DATASET CONTENT:
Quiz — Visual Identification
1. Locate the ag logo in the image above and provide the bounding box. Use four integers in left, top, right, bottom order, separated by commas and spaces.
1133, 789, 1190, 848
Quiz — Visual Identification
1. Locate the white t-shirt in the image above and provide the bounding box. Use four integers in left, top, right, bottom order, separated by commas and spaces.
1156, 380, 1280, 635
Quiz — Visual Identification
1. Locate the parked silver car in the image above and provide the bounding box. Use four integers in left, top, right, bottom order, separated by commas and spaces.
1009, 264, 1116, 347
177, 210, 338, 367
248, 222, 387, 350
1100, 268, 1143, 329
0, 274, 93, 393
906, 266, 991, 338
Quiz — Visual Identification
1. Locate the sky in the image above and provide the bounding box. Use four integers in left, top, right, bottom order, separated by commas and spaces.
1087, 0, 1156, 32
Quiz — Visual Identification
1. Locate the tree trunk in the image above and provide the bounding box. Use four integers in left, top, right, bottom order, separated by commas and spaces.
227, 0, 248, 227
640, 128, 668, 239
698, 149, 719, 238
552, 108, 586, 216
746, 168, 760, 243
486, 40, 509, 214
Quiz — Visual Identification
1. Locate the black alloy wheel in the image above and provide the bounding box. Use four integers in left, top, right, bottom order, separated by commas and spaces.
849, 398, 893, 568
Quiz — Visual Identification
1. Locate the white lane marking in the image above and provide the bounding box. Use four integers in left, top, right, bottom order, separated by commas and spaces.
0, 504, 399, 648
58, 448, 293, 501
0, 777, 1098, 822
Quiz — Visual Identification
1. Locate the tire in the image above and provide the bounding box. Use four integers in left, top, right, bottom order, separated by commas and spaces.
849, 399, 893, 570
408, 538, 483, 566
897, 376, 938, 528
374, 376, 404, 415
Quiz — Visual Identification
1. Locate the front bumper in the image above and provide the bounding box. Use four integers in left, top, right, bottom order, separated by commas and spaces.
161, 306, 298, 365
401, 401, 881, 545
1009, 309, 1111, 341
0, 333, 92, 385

TASK DETAILS: Copy all of the entries above line for line, with no changes to any word, number, or punctuation mark.

WRITTEN SOLUTION:
Quiz — Visual Identification
1. Locate the ag logo in the image above and provide the bounding box. Use four integers in left, top, right, bottom order, separated by commas and spaces.
1133, 789, 1190, 848
Quiz — Visual Identification
1. Locate the white t-shirt in the image above and provide the bounding box. Use four integers in left, top, right, bottom order, separated by commas and spaces.
1156, 380, 1280, 635
Quiz — Visual Identification
1. Locate the parked silver car in the image above and provide the bounding box. Use four integers in left, top, right, bottom order, separated by commas and spaces.
1009, 264, 1116, 347
177, 210, 338, 367
248, 222, 387, 350
1100, 268, 1143, 329
0, 274, 93, 393
906, 266, 991, 338
Quiz — Visual Identification
1. Locate the sky in the image above and provide the bounding box. Use four integers in left, top, right, bottom order, separated by commas and spaces.
1087, 0, 1156, 32
Quiz — Visual Identification
1. Locate the tree trunk in the image above and provide the bounding box. Use four integers in left, top, right, bottom order, separated by commas and spaces.
227, 0, 248, 227
640, 128, 668, 239
698, 149, 719, 238
552, 108, 586, 216
746, 168, 760, 243
486, 40, 509, 214
Quiz — Visual Identification
1. Locate the black alloy wheel in the image above and provide the bounding box. Use four integers in left, top, right, bottom order, separated by commas and spaces.
849, 398, 893, 568
Quiz — Visual Identification
1. Locate the white lane marking in the image above and provide the bounding box. Use four integers in left, top, right, bottom order, separated by commas and spaces.
0, 504, 399, 648
58, 448, 293, 501
0, 777, 1098, 822
Quiz — Visual Identification
1. Locate the tire in the image above and provide the bounding box. Use four integers in left, top, right, bottom order, separated by commas and spaces.
849, 399, 893, 570
408, 538, 483, 566
897, 376, 938, 528
374, 376, 404, 415
Quiz — Visual Identification
1. Locate the front bumper in the image above and provide the bounding box. Use four integers in left, top, right, bottom order, separated by commas and spaces.
161, 306, 298, 365
401, 401, 881, 545
1009, 309, 1111, 341
0, 333, 92, 385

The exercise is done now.